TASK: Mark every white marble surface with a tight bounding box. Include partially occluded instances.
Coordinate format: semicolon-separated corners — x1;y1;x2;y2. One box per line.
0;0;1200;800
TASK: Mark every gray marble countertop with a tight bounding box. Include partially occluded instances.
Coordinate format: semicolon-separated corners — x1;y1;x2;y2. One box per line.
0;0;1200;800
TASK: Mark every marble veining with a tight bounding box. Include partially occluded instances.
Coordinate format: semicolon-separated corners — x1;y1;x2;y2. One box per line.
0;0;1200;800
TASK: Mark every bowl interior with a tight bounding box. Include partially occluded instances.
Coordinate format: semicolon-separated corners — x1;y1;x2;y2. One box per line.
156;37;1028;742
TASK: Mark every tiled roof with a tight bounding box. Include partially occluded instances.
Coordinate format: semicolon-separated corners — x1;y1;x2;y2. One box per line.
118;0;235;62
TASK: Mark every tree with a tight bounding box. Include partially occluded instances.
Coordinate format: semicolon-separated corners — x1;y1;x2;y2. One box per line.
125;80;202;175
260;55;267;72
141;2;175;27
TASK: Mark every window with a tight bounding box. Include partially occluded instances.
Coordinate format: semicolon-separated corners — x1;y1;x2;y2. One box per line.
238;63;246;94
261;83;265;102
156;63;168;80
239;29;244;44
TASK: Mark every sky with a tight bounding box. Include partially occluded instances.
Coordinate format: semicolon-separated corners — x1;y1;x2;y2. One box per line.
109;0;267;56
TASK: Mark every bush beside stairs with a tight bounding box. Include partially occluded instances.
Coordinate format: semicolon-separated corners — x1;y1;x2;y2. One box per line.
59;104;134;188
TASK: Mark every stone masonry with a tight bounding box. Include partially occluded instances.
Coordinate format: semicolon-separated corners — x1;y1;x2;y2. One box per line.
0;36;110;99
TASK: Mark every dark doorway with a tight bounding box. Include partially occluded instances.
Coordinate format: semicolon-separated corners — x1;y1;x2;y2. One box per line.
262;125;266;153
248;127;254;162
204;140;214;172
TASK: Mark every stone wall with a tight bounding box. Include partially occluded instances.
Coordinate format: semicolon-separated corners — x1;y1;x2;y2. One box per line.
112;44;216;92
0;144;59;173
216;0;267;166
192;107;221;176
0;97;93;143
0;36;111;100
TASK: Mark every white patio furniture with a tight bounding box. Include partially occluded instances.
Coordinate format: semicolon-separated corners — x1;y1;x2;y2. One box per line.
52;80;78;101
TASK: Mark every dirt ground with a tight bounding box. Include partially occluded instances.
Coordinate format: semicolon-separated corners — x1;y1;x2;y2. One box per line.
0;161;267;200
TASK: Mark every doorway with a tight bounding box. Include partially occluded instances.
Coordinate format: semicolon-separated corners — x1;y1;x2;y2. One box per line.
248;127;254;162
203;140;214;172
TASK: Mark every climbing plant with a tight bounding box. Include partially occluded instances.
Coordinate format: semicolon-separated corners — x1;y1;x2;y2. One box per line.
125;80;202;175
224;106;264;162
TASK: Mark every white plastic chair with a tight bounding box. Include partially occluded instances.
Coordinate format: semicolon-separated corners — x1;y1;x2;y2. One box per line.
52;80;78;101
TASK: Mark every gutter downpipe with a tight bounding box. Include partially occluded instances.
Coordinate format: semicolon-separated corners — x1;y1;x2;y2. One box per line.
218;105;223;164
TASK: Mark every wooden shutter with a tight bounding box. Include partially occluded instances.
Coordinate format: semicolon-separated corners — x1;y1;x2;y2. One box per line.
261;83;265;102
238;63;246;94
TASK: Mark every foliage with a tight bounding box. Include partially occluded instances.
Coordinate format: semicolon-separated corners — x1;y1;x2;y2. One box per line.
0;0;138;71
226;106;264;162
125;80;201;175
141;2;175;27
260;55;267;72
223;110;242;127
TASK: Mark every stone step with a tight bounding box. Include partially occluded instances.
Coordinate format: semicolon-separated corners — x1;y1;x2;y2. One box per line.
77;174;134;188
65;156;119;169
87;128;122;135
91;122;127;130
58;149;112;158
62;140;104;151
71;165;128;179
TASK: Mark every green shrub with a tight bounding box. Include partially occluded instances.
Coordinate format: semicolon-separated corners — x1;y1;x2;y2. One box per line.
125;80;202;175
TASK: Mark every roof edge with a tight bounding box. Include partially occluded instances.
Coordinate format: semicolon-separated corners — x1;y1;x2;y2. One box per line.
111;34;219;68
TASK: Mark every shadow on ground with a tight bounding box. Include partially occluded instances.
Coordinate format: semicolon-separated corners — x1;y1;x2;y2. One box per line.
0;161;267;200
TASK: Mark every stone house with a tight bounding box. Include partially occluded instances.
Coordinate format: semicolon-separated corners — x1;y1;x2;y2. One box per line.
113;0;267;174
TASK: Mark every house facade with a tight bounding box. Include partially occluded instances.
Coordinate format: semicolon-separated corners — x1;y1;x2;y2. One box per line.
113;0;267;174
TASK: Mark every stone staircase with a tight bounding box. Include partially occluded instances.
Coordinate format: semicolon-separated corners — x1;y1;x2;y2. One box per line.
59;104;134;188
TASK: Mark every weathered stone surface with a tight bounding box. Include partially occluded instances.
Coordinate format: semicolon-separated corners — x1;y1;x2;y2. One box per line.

WHAT THIS TASK INVOLVES = Reproduce every row above word for word, leaving nothing out and adding nothing.

EXERCISE OUTPUT =
TASK: Mark every white marble surface with a tight bounding box. Include partially occluded instances.
Coordinate format: semicolon-separated corners — x1;y1;x2;y2. One box per line.
0;0;1200;800
TASK: Mark every gray marble countertop with a tight bounding box. Include partially occluded instances.
Coordinate format: semicolon-separated corners — x1;y1;x2;y2. One box per line.
0;0;1200;800
TASK: Mark every marble veining with a tight bounding box. Include partially occluded instances.
Coordinate format: semicolon-separated corners — x1;y1;x2;y2. One box per line.
0;0;1200;800
TASK: Mark every bowl interior with a tight bounding box. Include partially occluded instances.
Coordinate format: semicolon-separated corners — x1;y1;x2;y2. One box per line.
156;37;1028;742
TASK: Mark every tiled roof with a tight bounding box. Include partially occluded instances.
Coordinate format: semicolon-separated corners — x1;y1;x2;y2. One box per line.
118;0;235;62
TASK: Mark every tree with a tight bounding box. Include partially occluded instances.
Coordinate format: semicolon-separated corners — x1;y1;x2;y2. One box per line.
125;80;202;175
260;55;267;72
141;2;175;27
TASK: Mark every window with a tight bounding box. Include partially occluded instances.
Coordinate format: semicolon-separated corners — x1;y1;x2;y2. One box per line.
238;63;246;94
261;83;265;102
156;63;168;80
239;29;244;44
TASK: Mark every sky with a tight bounding box. Include partially occluded instances.
Coordinate format: semicolon-separated corners — x1;y1;x2;y2. One box per line.
109;0;267;56
TASK: Mark every bush beside stairs with a tight bounding box. Include partially occluded instances.
Coordinate format: semicolon-separated corners — x1;y1;x2;y2. One box per line.
59;104;134;188
TASK: Mark every stone masonry with a tight bounding box. Include partially occluded instances.
Coordinate format: semicolon-separated corners — x1;y1;x2;y2. One box per line.
0;36;110;99
TASK: Mark every dark doorway with a tight bounding box. Include partially occluded instances.
Coordinate format: semicolon-separated corners — x1;y1;x2;y2. One box per line.
262;125;266;153
248;127;254;162
204;140;214;172
TASK: Mark every stone wall with a tight bounding box. Include partially occluded instances.
Coordinate format: semicolon-separated corners — x1;y1;x2;y2. One box per line.
112;44;216;92
0;144;59;173
216;0;267;166
192;107;221;176
0;97;93;143
0;36;111;100
TASK: Mark every white patio furniture with a tight bounding box. Include partially occluded instances.
Coordinate format: semicolon-separated corners — x1;y1;x2;y2. One box per line.
52;80;78;101
TASK: Mark every dirt ground with a tight bounding box. Include partially occluded instances.
Coordinate format: semicolon-separated corners — x1;y1;x2;y2. One box per line.
0;161;267;200
TASK: Mark every doorway with a tight bounding box. Include partially occluded instances.
Coordinate format: semicolon-separated corners — x1;y1;x2;y2. One box per line.
248;127;254;162
203;140;214;172
TASK: Mark every climbing plant with a tight bounding box. Include partially occluded instances.
Coordinate format: semicolon-separated corners — x1;y1;x2;y2. One box per line.
125;80;202;175
224;106;264;162
TASK: Mark every white plastic chair with a tight bounding box. Include partially occluded instances.
Coordinate format: semicolon-separated corners — x1;y1;x2;y2. One box per line.
52;80;78;101
TASK: Mark every gutter downpipe with a tight bounding box. Include partially occluded instances.
Coordinate format: semicolon-separated corners — x1;y1;x2;y2. One box per line.
218;105;223;164
TASK: Mark every wooden shutter with a tight bounding box. Include partially occluded instances.
Coordinate format: semicolon-separated corners — x1;y1;x2;y2. One box per line.
261;83;265;102
238;63;246;94
TASK: Mark every foliage with a tight bounding box. Include partially occluded instances.
Coordinate format: semicolon-separated corners — x1;y1;x2;y2. One box per line.
0;0;138;71
226;106;264;162
125;80;201;175
141;2;175;27
260;55;267;72
223;110;242;127
TASK: Mark every stone step with a tight bounding box. Include partially occluded instances.
Coordinate format: semicolon-separated corners — x1;y1;x2;y2. One box per line.
77;174;134;188
65;156;119;169
87;128;122;135
91;122;127;130
58;149;112;158
62;140;104;151
71;165;128;179
TASK: Mark every green shrub with a tight bounding box. Include partially occluded instances.
Coordinate format: semicolon-separated corners — x1;y1;x2;y2. One box per line.
125;80;202;175
TASK: Mark every roof edge with a tight bounding box. Include partially occluded instances.
Coordinate format: semicolon-separated corners — x1;y1;x2;y2. One box per line.
111;34;219;68
TASK: Mark every shadow on ground with a tight bounding box. Include partially occluded instances.
Coordinate format: semicolon-separated corners — x1;y1;x2;y2. One box per line.
0;161;267;200
TASK: Mark every stone house with a tight bounding box. Include partially occluded instances.
Coordinate format: semicolon-separated corners — x1;y1;x2;y2. One box per line.
113;0;267;174
TASK: Mark every house facade with a tight bounding box. Include partially occluded instances.
Coordinate format: semicolon-separated corners — x1;y1;x2;y2. One box per line.
113;0;267;174
TASK: Mark every stone staircase with a tight bounding box. Include partially occluded instances.
Coordinate format: semicolon-separated corners — x1;y1;x2;y2. One box per line.
59;104;134;188
TASK: Mark every weathered stone surface with a tight bounding box. Include partially occluded instances.
Coordinate format: semicolon-separated corners — x1;y1;x2;y2. One box per line.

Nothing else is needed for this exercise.